■ **The request**
Rewrite every line of the listing below, keeping all text as it is but shifting each point coordinate in the marked pairs by adding 24 to both numbers.
◆ ◆ ◆
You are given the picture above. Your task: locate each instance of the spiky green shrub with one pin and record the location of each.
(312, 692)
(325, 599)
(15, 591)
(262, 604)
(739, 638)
◆ ◆ ◆
■ **Answer**
You are given the picture above. Your task: locate each instance of the spiky green shrub with one pin and record the location of each.
(336, 716)
(349, 623)
(39, 615)
(286, 628)
(763, 662)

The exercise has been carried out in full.